Text segment.
···

[R-sig-ME] Manipulating matrices from MCMCglmm

Jarrod Hadfield j.hadfield at ed.ac.uk
Fri Nov 1 17:01:07 CET 2013


Hi Adam,

Try this:

beta<-function(x, dimension=4, response=1){
V<-matrix(x,dimension, dimension)
solve(V[-response,-response],V[-response,response])
}

post.beta<-apply(m1$VCV[,1:16] 1, beta)

# you have to change 1:16 to the appropriate indices.

This has also been done in:  Phillimore, A. B., S. Stålhandske, R. J.  
Smithers, and R. Bernard. 2012. Dissecting the contributions of  
plasticity and local adaptation to the phenology of a butterfly and  
its host plants. American Naturalist 180: 655-670

Cheers,

Jarrod

Quoting Adam Hayward <a.hayward at sheffield.ac.uk> on Fri, 1 Nov 2013  
15:47:02 +0000:

> Hi all,
>
> I'mm running a 4-trait model in MCMCglmm in order to estimate selection on
> three traits (the first trait being lifetime reproductive success). The
> model gives me 1000 estimates of each of the variance components. I'm
> primarily interested in the first 16 components, which make up the 4x4
> individual-level VCV matrix, but there are other variance components, some
> of which are not fitted to all traits. model$VCV spits this out as an
> object with dimensions of 1000xN, where N is the number of VCV components.
> Primarily, I would like to convert this into the thousand estimates of my
> 4x4 individual-level matrix, which I should then be able to use to
> calculate selection gradients accounting for correlated selection and have
> some measure of error around these estimates. For example, on a single
> estimate of a 4x4 VCV matrix:
>
> # matrix of VCV estimates
>> I<-as.matrix(cbind(
> + c(1, 1, 0.1, 0.5),
> + c(1, 1, 0.1, 0.1),
> + c(0.1, 0.1, 1, 0.1),
> + c(0.5, 0.1, 0.1, 1)))

···

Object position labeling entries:
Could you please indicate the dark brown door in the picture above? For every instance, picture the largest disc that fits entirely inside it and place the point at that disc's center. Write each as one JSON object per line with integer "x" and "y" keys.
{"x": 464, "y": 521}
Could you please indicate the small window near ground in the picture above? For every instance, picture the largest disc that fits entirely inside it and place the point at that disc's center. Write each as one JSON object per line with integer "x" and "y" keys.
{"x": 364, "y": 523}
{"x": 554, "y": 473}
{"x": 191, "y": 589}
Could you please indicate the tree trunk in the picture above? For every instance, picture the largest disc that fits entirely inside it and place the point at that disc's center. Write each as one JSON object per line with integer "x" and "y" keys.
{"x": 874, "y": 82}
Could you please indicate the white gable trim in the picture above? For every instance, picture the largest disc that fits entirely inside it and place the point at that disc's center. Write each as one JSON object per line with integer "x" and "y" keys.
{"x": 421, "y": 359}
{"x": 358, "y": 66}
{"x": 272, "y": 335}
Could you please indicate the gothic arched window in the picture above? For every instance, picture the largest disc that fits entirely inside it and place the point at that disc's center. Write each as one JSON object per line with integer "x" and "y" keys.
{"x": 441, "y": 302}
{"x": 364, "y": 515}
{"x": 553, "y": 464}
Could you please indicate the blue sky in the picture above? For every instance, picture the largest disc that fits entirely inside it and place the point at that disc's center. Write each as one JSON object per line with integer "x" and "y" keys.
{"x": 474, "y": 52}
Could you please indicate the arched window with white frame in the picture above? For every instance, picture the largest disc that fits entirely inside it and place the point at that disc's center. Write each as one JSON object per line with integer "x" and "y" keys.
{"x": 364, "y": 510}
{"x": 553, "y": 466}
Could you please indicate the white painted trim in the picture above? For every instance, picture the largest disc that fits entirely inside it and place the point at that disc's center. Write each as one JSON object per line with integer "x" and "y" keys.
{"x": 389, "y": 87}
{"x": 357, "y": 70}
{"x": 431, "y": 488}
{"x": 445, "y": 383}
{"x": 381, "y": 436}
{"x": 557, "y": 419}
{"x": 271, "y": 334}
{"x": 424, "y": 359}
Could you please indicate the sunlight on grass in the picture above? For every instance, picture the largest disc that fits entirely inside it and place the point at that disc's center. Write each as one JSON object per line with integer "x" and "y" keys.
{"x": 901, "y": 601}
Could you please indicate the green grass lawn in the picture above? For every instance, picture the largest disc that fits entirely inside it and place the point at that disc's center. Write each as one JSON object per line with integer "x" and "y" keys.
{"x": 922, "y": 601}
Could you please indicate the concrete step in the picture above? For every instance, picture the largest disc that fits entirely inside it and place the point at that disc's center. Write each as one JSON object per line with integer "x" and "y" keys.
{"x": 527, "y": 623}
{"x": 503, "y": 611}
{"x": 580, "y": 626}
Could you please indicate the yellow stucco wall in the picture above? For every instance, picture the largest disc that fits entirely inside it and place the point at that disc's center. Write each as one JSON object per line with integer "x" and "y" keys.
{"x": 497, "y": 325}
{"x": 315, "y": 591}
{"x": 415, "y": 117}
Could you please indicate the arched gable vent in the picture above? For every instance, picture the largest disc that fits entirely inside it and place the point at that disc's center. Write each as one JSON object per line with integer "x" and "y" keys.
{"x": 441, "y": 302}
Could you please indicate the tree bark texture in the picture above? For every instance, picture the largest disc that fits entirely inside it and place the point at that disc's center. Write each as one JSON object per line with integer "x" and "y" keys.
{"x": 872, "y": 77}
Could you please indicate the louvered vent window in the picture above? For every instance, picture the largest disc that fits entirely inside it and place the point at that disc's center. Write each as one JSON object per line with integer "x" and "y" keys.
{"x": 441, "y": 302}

···

Required actions.
(1) Begin at the line of the listing that has "Could you please indicate the arched gable" and go on through the end of the listing, switching every "largest disc" to "widest disc". What do those lines read once the change is made, with everything else left as is?
(2) Could you pick up the mailing-list post about manipulating MCMCglmm matrices and keep writing it from its last line?

Outputs for the tasks.
(1)
Could you please indicate the arched gable vent in the picture above? For every instance, picture the widest disc that fits entirely inside it and place the point at that disc's center. Write each as one JSON object per line with integer "x" and "y" keys.
{"x": 441, "y": 302}
Could you please indicate the tree bark texture in the picture above? For every instance, picture the widest disc that fits entirely inside it and place the point at that disc's center. Write each as one JSON object per line with integer "x" and "y" keys.
{"x": 872, "y": 77}
Could you please indicate the louvered vent window in the picture above? For every instance, picture the widest disc that fits entirely inside it and place the point at that disc's center. Write each as one JSON object per line with integer "x" and "y" keys.
{"x": 441, "y": 302}

(2)
>
> # get matrix, minus the trait we're estimating selection through, i.e. LRS
>> Ipred<-I[2:4,2:4]
>> Ipred
>      [,1] [,2] [,3]
> [1,]  1.0  0.1  0.1
> [2,]  0.1  1.0  0.1
> [3,]  0.1  0.1  1.0
>
> # get a vector of covariances between predictors and fitness
>> COV<-(I[1,])[2:4]
>
> # calculate selection gradients
>> Beta<-ginv(Ipred)%*%COV
>> Beta
>             [,1]
> [1,] -0.03703704
> [2,]  0.40740741
> [3,]  0.96296296
>
> An added complication is that two of these "traits" are random slopes, but
> that will probably have to wait. I think for now my question is a
> *relatively* straightforward one- how would I go about obtaining my 1000
> 4x4 matrices to plug into the above formulas in order to get selection
> coefficients with some measure of error? I'd be very grateful if anyone has
> any advice.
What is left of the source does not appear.